▶ **Problem to work on**: Update the lines below from the line containing "like [399, 355]." through the end of the records by replacing "field-scouting log" with "survey log", and give those lines again with everything else unchanged.
-- Begin Information given --
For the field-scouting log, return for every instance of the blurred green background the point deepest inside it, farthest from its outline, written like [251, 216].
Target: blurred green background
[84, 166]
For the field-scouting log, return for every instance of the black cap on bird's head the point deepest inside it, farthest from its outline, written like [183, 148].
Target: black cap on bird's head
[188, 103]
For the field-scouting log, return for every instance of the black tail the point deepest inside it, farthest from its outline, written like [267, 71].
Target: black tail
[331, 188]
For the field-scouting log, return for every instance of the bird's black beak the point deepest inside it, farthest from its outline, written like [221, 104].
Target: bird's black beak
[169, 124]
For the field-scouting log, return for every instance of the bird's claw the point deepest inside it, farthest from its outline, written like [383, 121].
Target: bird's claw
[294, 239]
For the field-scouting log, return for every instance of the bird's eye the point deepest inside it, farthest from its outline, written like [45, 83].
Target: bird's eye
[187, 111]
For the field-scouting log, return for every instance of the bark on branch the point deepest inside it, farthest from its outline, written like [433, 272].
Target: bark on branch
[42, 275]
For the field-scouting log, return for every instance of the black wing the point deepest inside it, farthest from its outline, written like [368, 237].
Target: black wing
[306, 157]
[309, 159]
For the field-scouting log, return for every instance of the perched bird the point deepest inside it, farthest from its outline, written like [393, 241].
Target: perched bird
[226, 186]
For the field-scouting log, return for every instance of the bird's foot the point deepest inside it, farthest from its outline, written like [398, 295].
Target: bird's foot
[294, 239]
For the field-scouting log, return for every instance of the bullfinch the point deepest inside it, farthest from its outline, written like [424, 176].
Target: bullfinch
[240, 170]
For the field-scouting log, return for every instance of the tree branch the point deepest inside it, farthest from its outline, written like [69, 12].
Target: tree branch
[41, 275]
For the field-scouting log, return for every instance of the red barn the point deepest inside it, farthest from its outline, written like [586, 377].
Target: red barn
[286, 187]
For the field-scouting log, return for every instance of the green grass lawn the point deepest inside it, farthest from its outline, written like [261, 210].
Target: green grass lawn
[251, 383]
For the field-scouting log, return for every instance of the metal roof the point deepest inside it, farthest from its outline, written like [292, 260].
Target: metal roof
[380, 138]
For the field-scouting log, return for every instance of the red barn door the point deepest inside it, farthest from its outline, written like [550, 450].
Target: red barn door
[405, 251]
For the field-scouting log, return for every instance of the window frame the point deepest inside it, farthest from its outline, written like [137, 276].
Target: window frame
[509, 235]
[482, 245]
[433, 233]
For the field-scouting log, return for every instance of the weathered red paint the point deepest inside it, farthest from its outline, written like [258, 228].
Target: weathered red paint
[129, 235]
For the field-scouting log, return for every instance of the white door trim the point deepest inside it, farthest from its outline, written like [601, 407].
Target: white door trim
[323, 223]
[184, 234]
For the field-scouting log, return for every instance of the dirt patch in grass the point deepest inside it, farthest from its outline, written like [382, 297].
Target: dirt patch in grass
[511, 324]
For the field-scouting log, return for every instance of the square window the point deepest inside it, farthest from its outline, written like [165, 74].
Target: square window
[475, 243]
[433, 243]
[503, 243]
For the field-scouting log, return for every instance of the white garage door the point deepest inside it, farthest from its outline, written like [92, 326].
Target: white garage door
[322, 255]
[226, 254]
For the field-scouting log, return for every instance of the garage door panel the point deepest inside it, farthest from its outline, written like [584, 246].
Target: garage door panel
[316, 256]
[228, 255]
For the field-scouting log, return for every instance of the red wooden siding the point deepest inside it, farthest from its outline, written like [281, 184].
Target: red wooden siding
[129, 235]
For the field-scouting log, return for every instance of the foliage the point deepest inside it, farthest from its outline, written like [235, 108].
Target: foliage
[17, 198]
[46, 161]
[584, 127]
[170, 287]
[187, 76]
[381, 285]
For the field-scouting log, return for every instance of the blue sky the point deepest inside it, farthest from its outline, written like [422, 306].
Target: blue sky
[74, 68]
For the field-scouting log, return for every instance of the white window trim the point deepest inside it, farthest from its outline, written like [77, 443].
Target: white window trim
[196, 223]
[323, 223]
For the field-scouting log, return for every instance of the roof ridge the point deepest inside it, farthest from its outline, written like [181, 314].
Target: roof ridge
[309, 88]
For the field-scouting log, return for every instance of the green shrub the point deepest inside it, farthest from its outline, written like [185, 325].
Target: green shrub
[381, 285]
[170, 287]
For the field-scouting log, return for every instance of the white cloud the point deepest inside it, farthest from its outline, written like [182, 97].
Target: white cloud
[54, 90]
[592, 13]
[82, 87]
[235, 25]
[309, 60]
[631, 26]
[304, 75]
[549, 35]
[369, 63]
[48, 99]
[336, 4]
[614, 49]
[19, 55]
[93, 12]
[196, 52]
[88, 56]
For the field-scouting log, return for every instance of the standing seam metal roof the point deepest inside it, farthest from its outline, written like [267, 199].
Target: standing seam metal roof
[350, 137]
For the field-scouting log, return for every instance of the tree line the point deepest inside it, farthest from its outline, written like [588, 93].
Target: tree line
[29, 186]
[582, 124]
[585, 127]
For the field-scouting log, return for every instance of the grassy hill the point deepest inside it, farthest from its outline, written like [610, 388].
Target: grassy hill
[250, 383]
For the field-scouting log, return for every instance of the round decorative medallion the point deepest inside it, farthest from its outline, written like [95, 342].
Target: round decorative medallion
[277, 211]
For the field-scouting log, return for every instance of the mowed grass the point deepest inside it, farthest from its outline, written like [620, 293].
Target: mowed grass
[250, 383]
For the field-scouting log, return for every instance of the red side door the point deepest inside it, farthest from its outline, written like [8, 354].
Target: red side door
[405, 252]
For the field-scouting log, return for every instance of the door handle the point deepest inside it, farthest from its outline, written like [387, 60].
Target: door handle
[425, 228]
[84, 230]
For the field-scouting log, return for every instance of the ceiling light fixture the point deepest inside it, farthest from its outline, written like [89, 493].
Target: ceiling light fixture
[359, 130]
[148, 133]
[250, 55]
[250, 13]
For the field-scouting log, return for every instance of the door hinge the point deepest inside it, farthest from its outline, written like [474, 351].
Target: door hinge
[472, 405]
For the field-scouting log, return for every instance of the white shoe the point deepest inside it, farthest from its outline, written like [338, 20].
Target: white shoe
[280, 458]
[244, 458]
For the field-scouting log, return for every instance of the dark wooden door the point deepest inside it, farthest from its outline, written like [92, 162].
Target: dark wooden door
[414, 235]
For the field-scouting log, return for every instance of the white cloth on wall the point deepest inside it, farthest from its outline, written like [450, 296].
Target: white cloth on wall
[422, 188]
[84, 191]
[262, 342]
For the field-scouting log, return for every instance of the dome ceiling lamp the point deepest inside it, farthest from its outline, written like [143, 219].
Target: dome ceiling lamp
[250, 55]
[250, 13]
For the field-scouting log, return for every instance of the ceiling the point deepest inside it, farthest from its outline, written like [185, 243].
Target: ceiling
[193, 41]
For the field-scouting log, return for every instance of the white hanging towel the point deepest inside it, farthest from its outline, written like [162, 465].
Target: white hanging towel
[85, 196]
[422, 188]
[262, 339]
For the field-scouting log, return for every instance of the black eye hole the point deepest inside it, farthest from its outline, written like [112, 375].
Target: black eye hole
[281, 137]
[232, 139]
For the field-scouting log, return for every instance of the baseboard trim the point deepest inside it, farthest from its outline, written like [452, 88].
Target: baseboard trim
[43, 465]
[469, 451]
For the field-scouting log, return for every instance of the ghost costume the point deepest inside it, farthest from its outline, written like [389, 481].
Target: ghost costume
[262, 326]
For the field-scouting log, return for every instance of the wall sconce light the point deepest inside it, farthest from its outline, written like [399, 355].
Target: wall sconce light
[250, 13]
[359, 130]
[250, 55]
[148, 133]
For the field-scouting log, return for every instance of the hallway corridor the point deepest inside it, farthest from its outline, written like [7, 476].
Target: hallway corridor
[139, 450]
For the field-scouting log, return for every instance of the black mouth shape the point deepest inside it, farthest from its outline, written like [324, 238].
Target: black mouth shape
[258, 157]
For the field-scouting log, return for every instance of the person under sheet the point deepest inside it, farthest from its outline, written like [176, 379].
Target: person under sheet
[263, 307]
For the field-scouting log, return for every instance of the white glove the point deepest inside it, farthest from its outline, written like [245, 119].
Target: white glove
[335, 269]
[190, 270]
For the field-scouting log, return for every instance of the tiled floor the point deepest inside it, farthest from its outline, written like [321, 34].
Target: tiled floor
-- End Information given --
▶ **Finished exercise**:
For the survey log, return for every instance of the wall sconce light the point deepest inside it, farthest from its outline, written like [399, 355].
Target: wall sconce light
[250, 13]
[359, 130]
[250, 55]
[148, 133]
For the survey log, return for every instance of the hallway corridor the point deepest inside it, farthest from its outline, written like [7, 476].
Target: hallway corridor
[139, 450]
For the survey log, return for every instance of the black mouth shape the point deepest inside it, farthest from its outline, written like [324, 238].
Target: black mouth shape
[258, 157]
For the survey log, return for every instance of the person under sheet the point deepest inside it, farthest from its outline, written like [176, 379].
Target: person under sheet
[263, 307]
For the survey log, return for every instance of the white glove the point deepest inside it, farthest from its outline, written like [245, 119].
Target: white glove
[335, 269]
[190, 270]
For the survey log, return for every instance of the tiled floor the point deepest inside it, farthest from its outline, written like [321, 34].
Target: tiled floor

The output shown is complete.